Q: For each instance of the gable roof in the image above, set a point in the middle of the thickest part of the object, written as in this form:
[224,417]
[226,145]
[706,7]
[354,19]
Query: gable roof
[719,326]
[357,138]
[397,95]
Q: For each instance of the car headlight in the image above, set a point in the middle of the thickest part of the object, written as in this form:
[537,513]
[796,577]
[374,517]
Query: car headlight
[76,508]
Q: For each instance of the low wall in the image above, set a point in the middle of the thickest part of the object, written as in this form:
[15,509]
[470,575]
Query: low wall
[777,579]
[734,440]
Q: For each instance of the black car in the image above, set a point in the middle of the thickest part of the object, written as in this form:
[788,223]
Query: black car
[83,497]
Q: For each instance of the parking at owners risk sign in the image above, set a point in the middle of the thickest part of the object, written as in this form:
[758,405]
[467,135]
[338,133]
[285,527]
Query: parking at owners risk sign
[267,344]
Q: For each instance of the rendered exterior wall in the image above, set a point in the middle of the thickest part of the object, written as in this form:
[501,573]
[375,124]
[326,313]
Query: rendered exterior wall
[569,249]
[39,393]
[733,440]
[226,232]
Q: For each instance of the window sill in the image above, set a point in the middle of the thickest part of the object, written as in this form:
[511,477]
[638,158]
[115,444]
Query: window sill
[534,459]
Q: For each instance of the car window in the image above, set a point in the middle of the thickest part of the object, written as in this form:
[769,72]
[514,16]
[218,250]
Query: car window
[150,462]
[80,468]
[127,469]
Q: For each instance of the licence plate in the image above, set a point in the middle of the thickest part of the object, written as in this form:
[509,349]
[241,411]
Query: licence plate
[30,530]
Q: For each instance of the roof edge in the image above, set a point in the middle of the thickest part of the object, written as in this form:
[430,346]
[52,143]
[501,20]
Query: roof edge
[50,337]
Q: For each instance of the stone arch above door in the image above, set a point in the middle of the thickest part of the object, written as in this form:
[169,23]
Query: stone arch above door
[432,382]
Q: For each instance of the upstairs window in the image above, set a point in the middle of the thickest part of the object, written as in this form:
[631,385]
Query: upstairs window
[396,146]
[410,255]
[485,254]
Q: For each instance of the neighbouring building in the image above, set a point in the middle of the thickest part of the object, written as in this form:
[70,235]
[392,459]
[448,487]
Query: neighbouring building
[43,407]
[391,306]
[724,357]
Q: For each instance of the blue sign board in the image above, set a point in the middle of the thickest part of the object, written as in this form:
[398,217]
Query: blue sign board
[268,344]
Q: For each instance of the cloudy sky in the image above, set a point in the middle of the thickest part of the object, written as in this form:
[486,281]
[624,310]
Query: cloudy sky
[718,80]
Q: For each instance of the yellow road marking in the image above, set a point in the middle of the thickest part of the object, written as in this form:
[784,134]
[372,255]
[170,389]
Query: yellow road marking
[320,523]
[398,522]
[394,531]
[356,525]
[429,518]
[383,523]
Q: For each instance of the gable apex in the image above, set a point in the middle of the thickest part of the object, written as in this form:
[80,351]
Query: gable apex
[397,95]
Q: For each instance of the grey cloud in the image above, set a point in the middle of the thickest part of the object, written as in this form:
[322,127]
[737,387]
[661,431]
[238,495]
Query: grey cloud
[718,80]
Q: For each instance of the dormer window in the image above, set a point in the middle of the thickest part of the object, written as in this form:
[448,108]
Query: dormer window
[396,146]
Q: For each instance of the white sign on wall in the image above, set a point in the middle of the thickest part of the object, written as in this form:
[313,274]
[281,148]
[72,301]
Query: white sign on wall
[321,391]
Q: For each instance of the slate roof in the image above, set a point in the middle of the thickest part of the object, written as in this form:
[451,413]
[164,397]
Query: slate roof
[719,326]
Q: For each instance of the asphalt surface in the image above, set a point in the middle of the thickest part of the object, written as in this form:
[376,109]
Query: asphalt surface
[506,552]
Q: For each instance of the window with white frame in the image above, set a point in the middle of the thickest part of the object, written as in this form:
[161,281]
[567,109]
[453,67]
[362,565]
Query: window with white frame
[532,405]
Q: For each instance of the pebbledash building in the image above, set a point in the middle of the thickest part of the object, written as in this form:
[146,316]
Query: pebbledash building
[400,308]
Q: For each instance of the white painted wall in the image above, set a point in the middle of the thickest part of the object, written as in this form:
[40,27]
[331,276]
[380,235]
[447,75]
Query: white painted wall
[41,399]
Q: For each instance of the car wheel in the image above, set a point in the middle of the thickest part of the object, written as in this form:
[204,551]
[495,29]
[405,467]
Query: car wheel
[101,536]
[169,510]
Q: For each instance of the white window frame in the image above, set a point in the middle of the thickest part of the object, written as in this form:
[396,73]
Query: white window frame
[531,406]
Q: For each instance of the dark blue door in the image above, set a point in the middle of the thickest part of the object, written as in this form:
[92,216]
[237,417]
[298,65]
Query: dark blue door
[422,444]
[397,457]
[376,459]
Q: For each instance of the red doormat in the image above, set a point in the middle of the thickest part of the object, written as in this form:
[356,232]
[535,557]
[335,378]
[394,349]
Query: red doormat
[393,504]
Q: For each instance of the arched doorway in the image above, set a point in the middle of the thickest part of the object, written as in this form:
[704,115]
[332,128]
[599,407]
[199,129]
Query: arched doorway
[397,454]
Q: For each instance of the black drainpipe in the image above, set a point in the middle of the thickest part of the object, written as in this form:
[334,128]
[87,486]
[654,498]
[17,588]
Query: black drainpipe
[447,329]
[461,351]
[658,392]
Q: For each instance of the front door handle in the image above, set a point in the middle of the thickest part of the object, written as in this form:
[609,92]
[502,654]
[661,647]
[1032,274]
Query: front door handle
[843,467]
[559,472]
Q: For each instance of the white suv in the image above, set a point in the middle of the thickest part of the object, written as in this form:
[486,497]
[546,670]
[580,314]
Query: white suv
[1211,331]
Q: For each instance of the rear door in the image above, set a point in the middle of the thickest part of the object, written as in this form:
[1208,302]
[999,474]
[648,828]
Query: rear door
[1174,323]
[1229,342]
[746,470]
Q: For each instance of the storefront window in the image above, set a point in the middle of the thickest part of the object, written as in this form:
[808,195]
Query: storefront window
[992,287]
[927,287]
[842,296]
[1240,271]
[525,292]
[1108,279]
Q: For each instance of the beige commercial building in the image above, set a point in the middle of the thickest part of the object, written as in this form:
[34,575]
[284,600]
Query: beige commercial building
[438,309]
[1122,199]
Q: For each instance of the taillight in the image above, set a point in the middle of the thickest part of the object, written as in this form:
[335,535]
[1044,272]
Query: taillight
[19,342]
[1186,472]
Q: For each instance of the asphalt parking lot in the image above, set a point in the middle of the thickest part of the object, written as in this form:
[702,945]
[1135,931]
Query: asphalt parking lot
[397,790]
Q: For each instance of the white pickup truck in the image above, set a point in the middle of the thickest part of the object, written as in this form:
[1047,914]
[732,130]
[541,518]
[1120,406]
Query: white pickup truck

+ + + + + + +

> [Your instructions]: The full data, transcribed without change, is the expected answer.

> [Exercise response]:
Q: For each instance of the gable roof in the image above, set a point in the middle of the thickest part of the object, written as in this form:
[224,417]
[226,145]
[706,7]
[354,19]
Query: gable roof
[719,326]
[357,138]
[397,95]
Q: For each instance of the car headlight in the image above, set a point in the middle of the thickest part of the object, written as in this form:
[537,513]
[796,577]
[374,517]
Query: car headlight
[76,508]
Q: For each instance of the low wall in the image above, set a point in the middle of the thickest part of the object, written as in this form:
[15,509]
[470,575]
Query: low wall
[777,579]
[734,440]
Q: For each instance of the black car in the image above, set a point in the middle of the thickest part of the object, written as in this form:
[788,223]
Query: black car
[83,497]
Q: For each instance of the parking at owners risk sign in the image above, set a point in the middle of the thickest part of the object, written as in this form:
[758,405]
[467,135]
[338,133]
[285,527]
Query: parking at owners risk sign
[267,344]
Q: For each instance of the rendered exterior wall in the image above, set a point in the middle of the thickest part of the object, written as in this form:
[501,573]
[375,124]
[326,313]
Query: rendered exterior wall
[569,249]
[39,393]
[733,440]
[226,232]
Q: For each instance of the window sill in the image above, set a point in the middle of the thickest part of the object, written as in this form:
[511,477]
[638,158]
[115,444]
Query: window sill
[534,459]
Q: For each instance of the car window in the image above, set a point in the middle of the thickest part of the object, written as in this form:
[769,72]
[514,16]
[218,250]
Query: car window
[150,462]
[80,468]
[127,469]
Q: For each instance of the licence plate in the image above, set a point in the middle of the thickest part of the object, written as in this form:
[509,349]
[241,411]
Query: licence plate
[30,530]
Q: For each instance of the roof edge in the image above, set a point in the middle of the thickest part of the object, written as in this form:
[430,346]
[52,143]
[501,20]
Query: roof edge
[50,337]
Q: For each instance of the stone arch above door in the image above, set a point in the middle of the thickest part of the object, written as in this form:
[169,23]
Query: stone arch above door
[432,382]
Q: For each instance of the upstairs window in the image above, set a point in the middle of the thickest part of the object, written as in this form:
[631,385]
Query: upstairs window
[396,146]
[410,255]
[485,254]
Q: For each instance of the neighbouring building in the image above, set a point in the middle of the thickest part of the object, written as in this form:
[70,235]
[392,459]
[448,487]
Query: neighbouring building
[43,407]
[391,306]
[724,357]
Q: For each instance of the blue sign board in the image above, set a point in the middle of the thickest part of the object, written as in this form:
[398,217]
Query: blue sign board
[268,344]
Q: For each instance of the cloudy sky in the image above, set a point in the middle of the thickest part of the object, written as in this form:
[486,281]
[624,310]
Query: cloudy sky
[718,80]
Q: For each instance of the yellow road marking in the image above, set a point in the middle of the thickest part of the object, written as in this form:
[784,134]
[372,255]
[170,389]
Query: yellow road marking
[320,523]
[398,522]
[394,531]
[356,525]
[429,518]
[383,523]
Q: For each instance of the gable apex in the image above, set a point in the middle of the thickest part of the object, written as in this form:
[80,351]
Query: gable apex
[397,95]
Q: For each instance of the grey cloud in the image above, set a point in the middle of the thickest part of the object, written as in this form:
[322,127]
[737,387]
[661,431]
[238,495]
Query: grey cloud
[718,80]
Q: For each instance of the dormer window in the image above, set a point in the middle of the thickest part of the object, written as in this form:
[448,108]
Query: dormer window
[396,146]
Q: For each instance of the white sign on wall in the image above, set a point in the middle of the thickest part of the object, written as in this form:
[313,274]
[281,148]
[72,301]
Query: white sign on wall
[321,391]
Q: For each instance of the slate roof in the image above, set a point in the middle of the thickest part of the object, written as in this form:
[451,413]
[164,397]
Query: slate roof
[719,326]
Q: For each instance of the asphalt surface in the image above, set a point in the middle of the thickest part of the object, written as in this form:
[376,109]
Query: asphalt surface
[506,552]
Q: For each instance of the window with white frame in the image above, set a point in the middle of the thickest part of the object, written as in this form:
[161,281]
[567,109]
[453,67]
[362,565]
Query: window with white frame
[532,405]
Q: For each instance of the pebbledash building in the image above, set a point in the middle of the thickest part of the object, written as in this form:
[146,316]
Query: pebbledash building
[400,308]
Q: For each instance of the white painted wall in the image above, set a point in the middle of the thickest part of the object, written as in this form:
[40,27]
[331,276]
[380,235]
[447,75]
Query: white painted wall
[41,399]
Q: For each instance of the car wheel in the image above, set a point in the middle of the thickest part of the object, written as in this form:
[204,551]
[495,29]
[405,467]
Query: car wheel
[101,536]
[169,510]
Q: For each instance of the white window frame in the image above, set a point in the middle of the thickest part of the object, written as in this form:
[396,73]
Query: white window frame
[531,406]
Q: For each instance of the dark blue door in the image above, set a point in the middle of the thickest part of the object, written as in this form:
[92,216]
[237,417]
[298,65]
Query: dark blue door
[422,444]
[397,457]
[376,459]
Q: For each instance of the red doormat in the image above, set a point in the middle of the thickest part of the object, written as in this form:
[356,232]
[535,557]
[335,378]
[394,349]
Query: red doormat
[393,504]
Q: For each instance of the arched doorway in the image above, set a point in the middle of the thickest part of the object, written as in this form:
[704,115]
[332,128]
[599,407]
[199,129]
Query: arched doorway
[397,454]
Q: For each instance of the black drainpipe in the image above, set a point in the middle of the thickest part of the object, written as in this form:
[334,128]
[87,486]
[654,498]
[17,588]
Query: black drainpipe
[447,329]
[461,351]
[658,392]
Q: For each instance of the front door handle in the image above, set a point in the middle of the thickest part of the object, written as in this form:
[609,92]
[502,654]
[661,647]
[1032,274]
Query: front door handle
[843,467]
[559,472]
Q: For each instance of the white suv in the image above, set a point in the middle of the thickest part of the object, written as in this form:
[486,497]
[546,670]
[580,314]
Query: white suv
[1211,331]
Q: For each instance of the rear door in the image above, set a point in the middle of the thickest part of the object, written as in this form:
[1208,302]
[999,474]
[648,828]
Query: rear door
[1174,323]
[1229,342]
[746,470]
Q: For each instance of the storefront window in the image above, set a point in the middle of the thickest part of the object, written as in this form:
[808,195]
Query: storefront window
[992,287]
[927,287]
[842,296]
[1240,271]
[525,292]
[1108,279]
Q: For each instance of the beige commercial building in the image above, set a point in the middle of the thickest part of the object, written as in this form:
[34,575]
[284,600]
Query: beige commercial building
[438,309]
[1122,199]
Q: For each instance of the taillight in the image above, set a point in the middle of the thickest part of the object, written as in this form:
[335,535]
[1044,272]
Query: taillight
[19,342]
[1186,472]
Q: For each instance of the asphalt parking lot in the image above, set a point in the middle of the thickest part of the object, written as in this form:
[702,945]
[1135,931]
Query: asphalt parking lot
[397,790]
Q: For each instance of the white pickup truck in the image above, set a point in the middle of the thickest part of the object, written as in this form:
[1047,914]
[732,130]
[541,518]
[1120,406]
Query: white pickup truck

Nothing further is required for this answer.